** Begin **
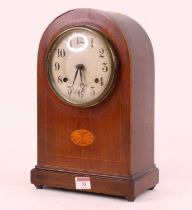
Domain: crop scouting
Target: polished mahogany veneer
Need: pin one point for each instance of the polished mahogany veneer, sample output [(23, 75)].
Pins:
[(119, 159)]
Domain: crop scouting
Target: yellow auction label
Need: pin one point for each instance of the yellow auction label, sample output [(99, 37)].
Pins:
[(82, 137)]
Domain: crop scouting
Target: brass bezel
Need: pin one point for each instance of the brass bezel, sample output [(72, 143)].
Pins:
[(113, 77)]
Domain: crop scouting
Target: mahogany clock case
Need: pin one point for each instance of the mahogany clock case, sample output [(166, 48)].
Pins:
[(121, 159)]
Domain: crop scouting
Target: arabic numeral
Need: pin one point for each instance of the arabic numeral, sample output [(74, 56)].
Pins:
[(60, 79), (60, 53), (57, 66), (105, 67), (101, 53), (92, 91)]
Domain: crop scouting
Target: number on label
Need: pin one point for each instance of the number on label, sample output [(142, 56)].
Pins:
[(57, 66), (60, 53)]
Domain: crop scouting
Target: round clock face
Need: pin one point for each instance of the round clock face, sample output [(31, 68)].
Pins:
[(81, 66)]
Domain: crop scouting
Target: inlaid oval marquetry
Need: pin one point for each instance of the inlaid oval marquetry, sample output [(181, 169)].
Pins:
[(82, 137)]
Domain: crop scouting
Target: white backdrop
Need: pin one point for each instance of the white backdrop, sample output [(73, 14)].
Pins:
[(168, 24)]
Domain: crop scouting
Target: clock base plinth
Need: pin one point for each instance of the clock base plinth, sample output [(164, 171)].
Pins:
[(126, 186)]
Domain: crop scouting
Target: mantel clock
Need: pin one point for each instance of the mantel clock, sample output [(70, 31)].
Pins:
[(96, 105)]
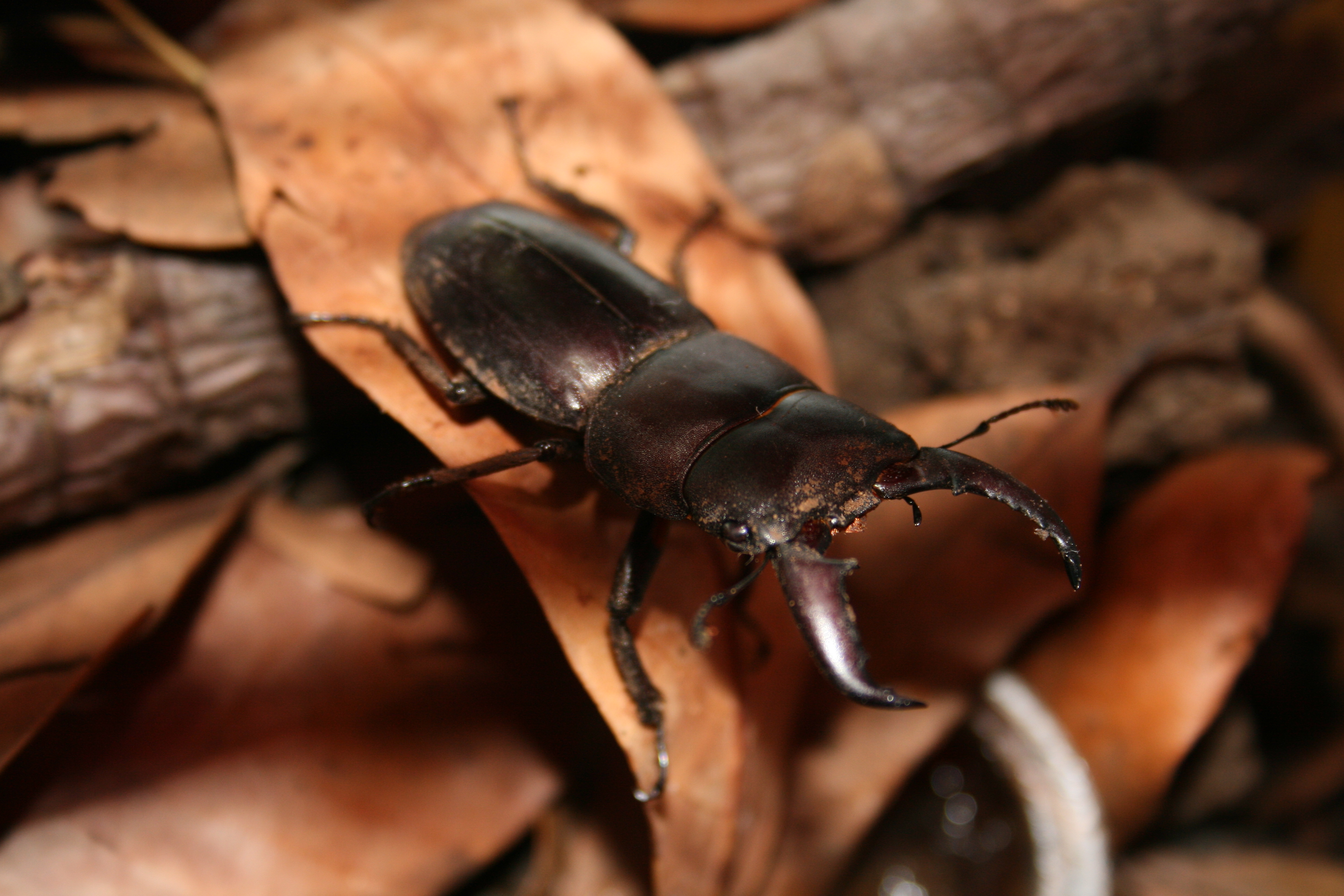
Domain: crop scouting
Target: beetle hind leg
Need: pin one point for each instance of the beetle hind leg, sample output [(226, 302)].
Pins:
[(456, 390), (632, 579)]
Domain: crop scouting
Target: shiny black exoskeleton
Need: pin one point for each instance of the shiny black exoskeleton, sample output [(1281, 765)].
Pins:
[(681, 420)]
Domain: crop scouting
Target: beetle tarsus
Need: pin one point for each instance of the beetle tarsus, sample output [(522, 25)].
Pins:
[(937, 468), (660, 782), (815, 589), (569, 200), (455, 390), (701, 636), (914, 508), (632, 579), (1052, 403)]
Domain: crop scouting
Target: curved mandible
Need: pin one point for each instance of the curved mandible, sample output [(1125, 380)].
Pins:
[(815, 590), (939, 468)]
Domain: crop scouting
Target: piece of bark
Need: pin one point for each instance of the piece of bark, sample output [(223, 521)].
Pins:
[(1187, 581), (130, 368), (170, 186), (69, 604), (889, 103), (1108, 264), (698, 17), (299, 742), (350, 128)]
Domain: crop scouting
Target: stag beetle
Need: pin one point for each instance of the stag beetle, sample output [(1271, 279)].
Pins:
[(681, 420)]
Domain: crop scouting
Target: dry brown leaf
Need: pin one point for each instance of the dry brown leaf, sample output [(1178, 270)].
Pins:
[(699, 17), (68, 604), (104, 45), (170, 186), (1186, 584), (940, 608), (350, 128), (338, 544), (300, 742), (1229, 872)]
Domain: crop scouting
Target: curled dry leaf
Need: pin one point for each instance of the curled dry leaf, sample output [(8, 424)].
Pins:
[(170, 186), (347, 130), (298, 742), (339, 546), (68, 604), (1186, 584), (940, 608)]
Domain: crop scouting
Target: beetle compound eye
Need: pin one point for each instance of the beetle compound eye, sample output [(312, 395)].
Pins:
[(737, 534)]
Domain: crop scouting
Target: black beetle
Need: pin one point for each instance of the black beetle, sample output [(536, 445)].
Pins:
[(682, 421)]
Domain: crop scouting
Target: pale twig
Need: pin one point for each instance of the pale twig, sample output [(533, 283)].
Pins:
[(177, 57)]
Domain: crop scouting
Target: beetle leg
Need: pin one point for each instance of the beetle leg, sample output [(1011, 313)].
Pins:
[(699, 636), (624, 240), (632, 579), (815, 589), (543, 450), (455, 390), (937, 468), (678, 267)]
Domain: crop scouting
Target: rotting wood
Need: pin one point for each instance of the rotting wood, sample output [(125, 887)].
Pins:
[(131, 367), (834, 127)]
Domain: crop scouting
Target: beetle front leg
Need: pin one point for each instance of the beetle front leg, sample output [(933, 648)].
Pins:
[(569, 200), (632, 579), (543, 450), (456, 390)]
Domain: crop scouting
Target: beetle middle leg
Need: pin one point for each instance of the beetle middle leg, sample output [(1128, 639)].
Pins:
[(624, 240), (632, 579), (699, 633), (456, 390)]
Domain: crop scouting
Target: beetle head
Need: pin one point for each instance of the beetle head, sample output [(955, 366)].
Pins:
[(814, 457)]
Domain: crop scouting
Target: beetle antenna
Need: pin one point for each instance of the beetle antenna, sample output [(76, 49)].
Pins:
[(1053, 403), (701, 636)]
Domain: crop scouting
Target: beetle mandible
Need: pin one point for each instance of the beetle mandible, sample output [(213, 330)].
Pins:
[(681, 420)]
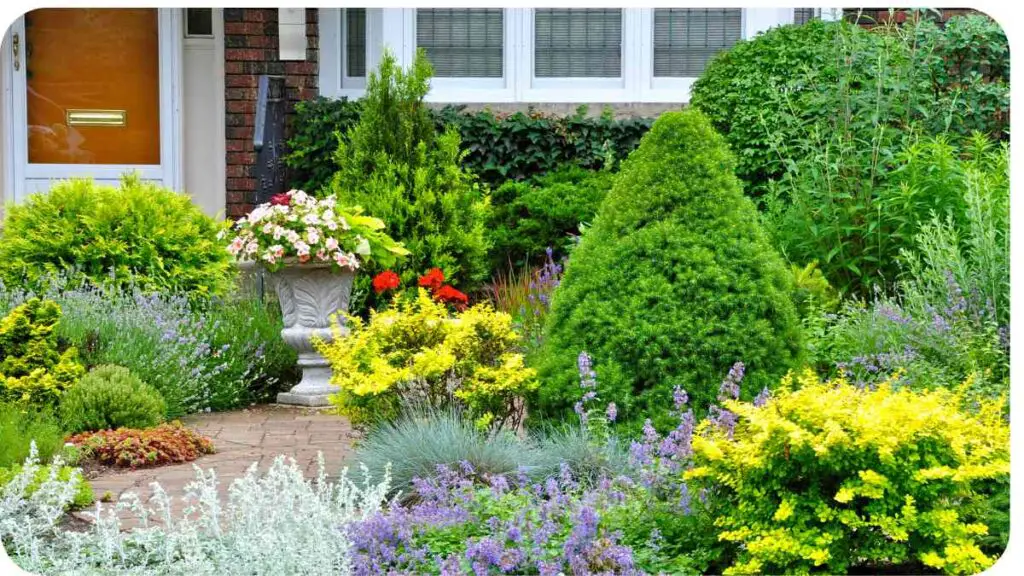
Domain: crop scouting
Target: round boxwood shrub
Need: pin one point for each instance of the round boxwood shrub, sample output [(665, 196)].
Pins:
[(743, 89), (137, 233), (109, 398), (674, 284)]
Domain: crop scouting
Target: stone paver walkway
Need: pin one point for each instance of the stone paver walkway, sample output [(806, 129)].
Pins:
[(241, 438)]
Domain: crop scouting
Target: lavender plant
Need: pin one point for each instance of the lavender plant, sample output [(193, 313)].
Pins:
[(202, 356), (275, 523)]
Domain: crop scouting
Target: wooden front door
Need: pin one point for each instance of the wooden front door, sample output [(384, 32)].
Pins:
[(93, 95), (92, 85)]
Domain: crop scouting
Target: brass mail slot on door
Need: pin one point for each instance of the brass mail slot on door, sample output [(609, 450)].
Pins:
[(96, 117)]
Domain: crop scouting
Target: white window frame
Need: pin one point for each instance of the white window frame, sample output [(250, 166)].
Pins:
[(396, 28), (334, 52)]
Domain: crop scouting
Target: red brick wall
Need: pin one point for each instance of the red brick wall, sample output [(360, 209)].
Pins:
[(251, 49)]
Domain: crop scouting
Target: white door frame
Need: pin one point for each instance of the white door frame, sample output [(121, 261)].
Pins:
[(169, 172)]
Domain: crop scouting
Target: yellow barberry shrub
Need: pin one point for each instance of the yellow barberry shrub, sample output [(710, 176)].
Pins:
[(826, 476), (33, 370), (417, 353)]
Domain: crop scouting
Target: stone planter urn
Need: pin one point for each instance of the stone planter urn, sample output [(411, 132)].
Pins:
[(309, 294)]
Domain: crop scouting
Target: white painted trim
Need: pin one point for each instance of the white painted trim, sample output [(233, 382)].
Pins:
[(18, 119), (396, 28), (221, 106), (7, 130), (171, 125)]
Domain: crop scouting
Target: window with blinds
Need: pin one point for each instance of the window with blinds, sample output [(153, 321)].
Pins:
[(463, 43), (578, 42), (685, 39), (803, 15), (355, 42)]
** End **
Leave the pictures out, and print every line of the listing exactly as written.

Exercise response.
Domain: crop scouting
Target: polished mahogany veneer
Need: pin one point for each instance of the polished mahogany veneer, sample output [(23, 75)].
Pins:
[(119, 159)]
Domain: crop scouting
Target: yellow auction label
Need: pin one point for each instance of the yellow auction label, sample output [(99, 37)].
Pins:
[(82, 137)]
Domain: crop scouting
Target: brass bezel
Need: pin one point for each instance of the brass bezel, sample output [(72, 143)].
Pins:
[(113, 77)]
Domain: crop scouting
Target: mahogany clock case
Need: pin one point for each instance of the mahogany clock case, sample output [(166, 48)].
Pins:
[(121, 159)]
Domain: crop scouting
Target: arabic numeral
Need: pin one point for each instance of the arabic numeral, sample output [(74, 56)].
Pins:
[(60, 79), (60, 53), (57, 66), (105, 67), (101, 53), (92, 91)]
Domain: crop scouting
Target: number on label
Need: pin one point for each instance of the number on label, sample output [(142, 56)].
Pins:
[(57, 66), (60, 53)]
Domain: crop scouting
Target: round clock face
Need: pin one point for each instance of the round clock face, sample output [(31, 68)].
Pins:
[(81, 66)]
Domain: crop scouting
Target: inlaid oval marquetry
Need: pin one point for each instance of the inlaid oval marquetry, sample output [(181, 169)].
Pins:
[(82, 137)]
Domain: crop scouting
Target: white backdrop
Need: pin one point for each instance of the white backdrop, sample output [(73, 14)].
Pins:
[(168, 24)]
Domain: crop scouting
Target: clock base plinth
Need: pin one point for each instance of the clock base plinth, sample output [(164, 171)].
Pins:
[(126, 186)]
Domain: crop scouting
Target: mantel clock
Need: pin one point for each instance of the mantel clock, sample output [(70, 31)].
Pins:
[(96, 105)]
Domain: crop scouting
Target: beetle hind leg
Need: pin one point for each instance of the beetle hind leg, sample output [(226, 302)].
Pins:
[(456, 390), (632, 579)]
Domain: crop scouting
Target: shiny black exoskeleton
Need: pin one point for each instance of the shiny black exoskeleton, sample output [(1281, 765)].
Pins:
[(681, 420)]
Domain: crop scouting
Target: beetle tarsus
Need: pin one point for each instance of the beetle tarsus, sample output [(522, 25)].
Pins:
[(937, 468), (660, 782), (815, 589), (569, 200), (455, 390), (701, 636), (914, 508), (632, 579), (1052, 403)]
Domain: crop scouting
Target: curved mandible
Need: pin one point for each instance of the curved mandible, sample output [(1125, 380)].
Pins:
[(815, 590), (939, 468)]
Domain: crop scouting
Target: piece of bark
Need: pin one point for each instance of the piece of bark, sample output [(223, 521)].
Pins:
[(1187, 581), (130, 368), (170, 186), (69, 604), (889, 103), (1108, 264), (698, 17), (299, 742), (350, 128)]
Domain: crop scouting
Target: stag beetle
Need: pin one point for each instance of the stag beetle, sample output [(1271, 279)].
Pins:
[(681, 420)]
Domain: crop scouting
Target: dry brown leaf
Need: pin one point for each instance of the dry brown leaf, sample output [(1178, 270)].
Pins:
[(699, 17), (68, 604), (104, 45), (170, 186), (1186, 584), (940, 608), (350, 128), (338, 544), (300, 742), (1229, 872)]
Domain: crop scouting
Target: curled dry leaf
Need: pin one point for each instance of the curled dry leaf, sample output [(8, 424)].
Pins:
[(170, 186), (347, 130), (298, 742), (339, 546), (68, 604), (1186, 584), (940, 608)]
Domain: crop scouting
Target: beetle compound eye
Need: pin one point for each instance of the beetle compound eye, sample output [(312, 395)].
Pins:
[(737, 534)]
Domain: crop scouting
Target: black beetle
Need: pin one point for each instance of the black beetle, sample output [(536, 445)].
Pins:
[(682, 421)]
Domain: crop scouting
Target: pale twig
Need: pin one point for each instance of the pale twig, sample output [(533, 283)].
Pins:
[(177, 57)]
Domain: crop scouting
Target: beetle leg
Need: pin one point for each instance of the beetle leg, sample output [(1011, 313)].
Pins:
[(699, 636), (624, 240), (632, 579), (815, 589), (543, 450), (455, 390), (937, 468), (678, 267)]
Domain: crop scouting
Target: rotting wood
Need: pin one point for each instance of the rotting wood, sample output [(125, 887)].
Pins:
[(131, 367), (834, 127)]
Domain: crop scouting
Target: beetle front leg
Need: pin one point for each instance of the beetle front leg, sample output [(933, 648)].
Pins:
[(569, 200), (632, 579), (543, 450), (456, 390)]
Domain: crop scouting
Target: beetle middle leg
Need: pin one point for each instance of the beetle middle leg, sample output [(1128, 639)].
Pins:
[(624, 240), (632, 579), (699, 633), (456, 390)]
Domain: crop scouting
Target: beetle head
Need: pin one point for each instance of the beetle head, sample output [(955, 366)].
Pins:
[(814, 457)]
Domain: crop scouting
Target: beetle antenna
Need: pin one point for each instance of the beetle antenna, sample output [(76, 49)].
Pins:
[(1053, 403), (701, 636)]
Domain: crop scouting
Target: beetle mandible
Need: pin one point for each instance of the beetle mandible, sample output [(213, 330)].
Pins:
[(681, 420)]
Domain: crop scouting
Target: round boxwood shrub
Need: pin one point for each instance of the round boxwood shrub, sample output [(665, 196)].
Pins:
[(743, 89), (137, 233), (109, 398), (674, 284)]
Domain: crop scouting
Target: stone paver walkway
Need: pin one point for each instance of the stone paver walkway, sample output [(806, 129)].
Pins:
[(241, 438)]
Domain: crop scouting
Target: lavender plant
Need: pin one point for each instance of the lavender plant, sample output [(193, 313)].
Pins:
[(202, 356), (275, 523)]
Domain: crop scouting
Target: wooden front door
Need: pin one point for each instance of the wooden front door, sample output [(384, 32)].
Pins:
[(93, 95), (92, 85)]
Domain: crop scouting
Target: brass mail slot on door
Need: pin one point for each instance of the brass mail slot on door, sample output [(609, 450)].
Pins:
[(96, 117)]
Domain: crop scouting
Target: white window frame
Need: pin one point for each instance of the white window frame, sample output [(250, 166)].
Pins:
[(396, 28), (334, 52)]
Domain: crop scouting
Target: red brick wall
Need: pin one point for each instance of the red brick wall, sample output [(360, 209)].
Pins:
[(251, 49)]
Domain: crop scouting
Target: white door frame
Need: pin one point for each instance of the white door frame, sample output [(121, 261)].
Pins:
[(169, 172)]
Domain: crop scouting
Target: yellow barberry shrub
Need: pin one point for each instance of the yellow barberry shrub, sample output [(710, 176)].
Pins:
[(826, 476), (33, 370), (417, 353)]
Domain: crop scouting
Target: stone planter urn
Need: pin one point for each instance of the stone planter urn, sample output [(411, 132)].
Pins:
[(309, 294)]
Domain: crop scouting
Target: white painted trim
Need: pin one point for each instance of the white painted trim, sample output [(233, 382)].
Pins:
[(18, 119), (396, 28), (221, 106), (7, 130), (171, 125)]
Domain: crop scouting
Target: window with blinds
Need: pin one point for each instance of the window with blinds, sample output [(153, 321)].
Pins:
[(463, 43), (578, 42), (685, 39), (803, 15), (355, 42)]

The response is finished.